» Task A: Copy a section of the Little Havana article word for word, starting at the words "Christian Hospitality in" and ending after "along Calle Ocho.".
» Task B: Continue the Little Havana article from its last sentence.

Christian Hospitality in Little Havana
Students experience faith in action
Students in Bethany’s Comunidad Cubana en Miami J-Term expected to learn about Cuban and Latino culture and improve their Spanish as they interacted with people in the Little Havana neighborhood of Miami.
And they did.
They listened to lectures, served with DOOR Miami, talked with local people, shopped in stores, and enjoyed ethnic cuisine in restaurants along Calle Ocho.
What they did not expect was to be overwhelmed by the deep generosity and hospitality extended to them by their hosts. During their weeklong stay in Miami, the 12 students along with their teacher Craig Mast and his family, were hosted by three Mennonite families originally from Honduras, who provided meals, places to relax and sleep, and incorporated them into their daily activities including attending an evening church service.
Junior Sol Brenneman says, “They were so generous with everything. We never went hungry and they gave up their beds so we had a place to sleep. Our host father even stayed at a friend’s house so there would be room for us. We saw faith in action.”
One morning Sol and two classmates, Jesse Amstutz and Roberto Ramos, became engaged in a lengthy morning conversation with their host parents that lasted nearly three hours, listening to their hosts’ immigration story: why they left Honduras; the hardships in walking to the U.S., of finding food, and staying safe along the way; and the difficulties of starting over in a new country with little money, no job, no place to live, and needing to learn a new language. Jesse says, “At first Craig was upset that we had missed our morning class, but when we told him what happened, he was instead excited that we had that opportunity to hear their story.”

» Entries shown:

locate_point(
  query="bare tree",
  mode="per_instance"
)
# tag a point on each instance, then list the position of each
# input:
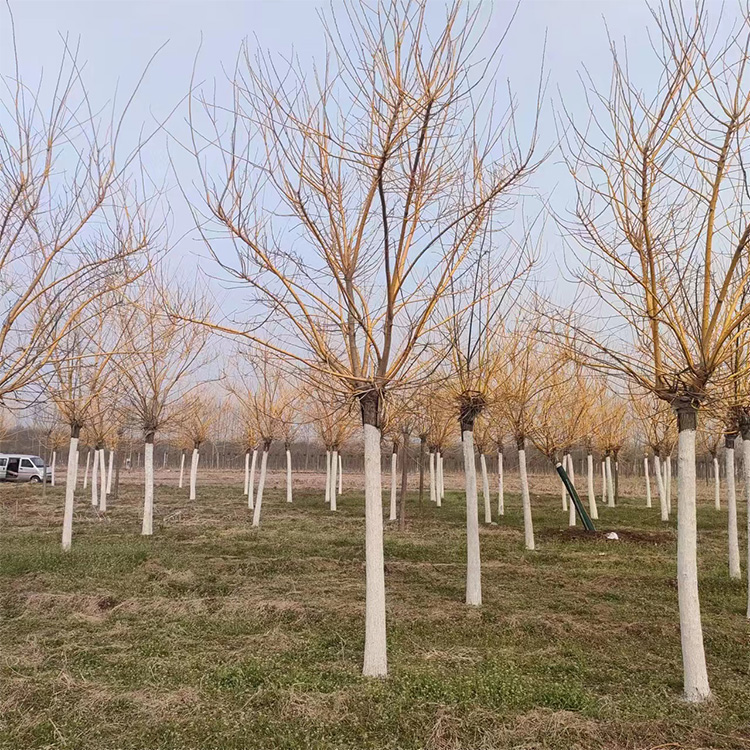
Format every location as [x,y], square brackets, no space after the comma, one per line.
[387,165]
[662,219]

...

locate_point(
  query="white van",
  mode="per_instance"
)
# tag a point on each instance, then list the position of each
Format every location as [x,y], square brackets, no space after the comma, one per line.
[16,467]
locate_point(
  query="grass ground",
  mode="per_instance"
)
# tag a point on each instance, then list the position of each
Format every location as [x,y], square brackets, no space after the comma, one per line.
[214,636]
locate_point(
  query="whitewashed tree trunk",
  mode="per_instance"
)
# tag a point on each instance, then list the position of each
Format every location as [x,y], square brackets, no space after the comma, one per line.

...

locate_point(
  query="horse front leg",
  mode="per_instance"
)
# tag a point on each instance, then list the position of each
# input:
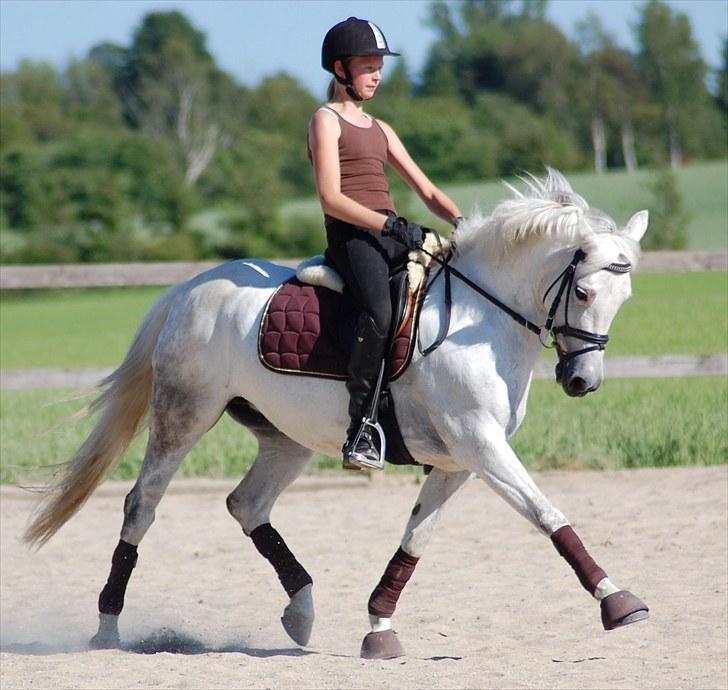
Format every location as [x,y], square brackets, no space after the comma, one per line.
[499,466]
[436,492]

» Exercise output A:
Christian Hospitality in Little Havana
Students experience faith in action
Students in Bethany’s Comunidad Cubana en Miami J-Term expected to learn about Cuban and Latino culture and improve their Spanish as they interacted with people in the Little Havana neighborhood of Miami.
And they did.
They listened to lectures, served with DOOR Miami, talked with local people, shopped in stores, and enjoyed ethnic cuisine in restaurants along Calle Ocho.

» Exercise output B:
Serving with DOOR MiamiJuniors Kaylah Price and Carolyn Saylor too enjoyed interacting with their host families, forming friendships with girls near their age, and note, “We enjoyed hanging out together and talking. They were sad to see us go—as were we.” They and other Bethany students formed bonds of friendships with their hosts—based in their common faith—that transcended race and culture.
As they said their good-byes, the hosts again astounded their guests by profusely thanking them for coming. Jesse says, “They were thanking us when we felt we should be thanking them. Then I realized that our being there meant that we cared about their culture and lives. And that was important to them.”